- [PASSAGE SHOWN]
___
When RSVBee was active in 2018 and 2019, that correlation jumped to 0.92. In statistical terms, this is a large improvement: the national field moved from "strongly correlated" to "almost perfectly proportional" to where children actually live. The number of underrepresented regions dropped from 12 to 4 in 2018, and from 10 to 3 in 2019. The change was statistically significant (p = 0.032), meaning it was vanishingly unlikely to have occurred by chance.
Put plainly: RSVBee closed roughly 70 percent of the representation gap. When Scripps paused RSVBee in 2020, the gap came back.
Kannankeril, R. E., & Kannankeril, P. J. (2020). Geographic Distribution of Scripps National Spelling Bee Spellers Resembles Geographic Distribution of Child Population in US States upon Implementation of the RSVBee "Wildcard" Program. Journal of Emerging Investigators, Vol. 2.
What happened next
2020.
The Scripps National Spelling Bee was cancelled due to the COVID-19 pandemic. In its announcement, Scripps wrote: "It is so unfortunate that eighth graders won't get their final shot at winning because of the pandemic and the difficult decisions it is forcing the Bee to make. Current eighth graders will not be eligible to participate as ninth graders in 2021."
2021.
The bee returned in a limited format. RSVBee was not part of it.
2022 through 2026.
RSVBee has not returned. Scripps has announced no public timeline for a replacement wildcard program.
March 11, 2026.
___
- [DATA SHOWN]
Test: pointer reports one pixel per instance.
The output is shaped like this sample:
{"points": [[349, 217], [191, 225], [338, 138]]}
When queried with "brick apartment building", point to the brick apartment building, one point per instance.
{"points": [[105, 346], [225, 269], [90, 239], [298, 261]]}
___
- [EXERCISE TASKS]
**1.** Write out the part of the passage on RSVBee starting with "What happened next" and going on through "replacement wildcard program.".
**2.** List each count of underrepresented regions that the passage on RSVBee gives, with the year it belongs to.
**3.** Carry on the passage on RSVBee from where it stops.

- [RESPONSES PER TASK]
**1.**
What happened next
2020.
The Scripps National Spelling Bee was cancelled due to the COVID-19 pandemic. In its announcement, Scripps wrote: "It is so unfortunate that eighth graders won't get their final shot at winning because of the pandemic and the difficult decisions it is forcing the Bee to make. Current eighth graders will not be eligible to participate as ninth graders in 2021."
2021.
The bee returned in a limited format. RSVBee was not part of it.
2022 through 2026.
RSVBee has not returned. Scripps has announced no public timeline for a replacement wildcard program.

**2.**
- 12 (2018, before the drop)
- 4 (2018, after the drop)
- 10 (2019, before the drop)
- 3 (2019, after the drop)

**3.**
Every Speller Counts contacted Scripps directly to raise the eighth-grade issue described on this page: four 2025 semifinalists, now in their final year of eligibility, who did not qualify to return despite finishing at levels that would have sent them to nationals in any proportionately allocated region. The outreach asked Scripps to consider a one-time pathway for these spellers before the 2026 bee begins.
April 2026.
With weeks remaining before the 2026 bee, no public action has been taken.
See also: What happens when a sponsor drops out →
Two different years. Two different reasons.
In 2020, eighth graders lost their final chance at the national bee because of a global pandemic. That was unavoidable.
In 2026, four eighth graders who reached the 2025 semifinals will lose their final chance because Scripps has chosen, over the seven weeks since being contacted directly, not to act on a problem the organization publicly described in 2018, already knew how to solve, and had been on a path to solving before COVID intervened.
Eighth graders in 2020 missed their final shot because of a virus no one chose. Eighth graders in 2026 will miss theirs because of an institutional decision that still has days to be reconsidered.
What we're asking for
- Immediate stop-gap for the 2026 bee.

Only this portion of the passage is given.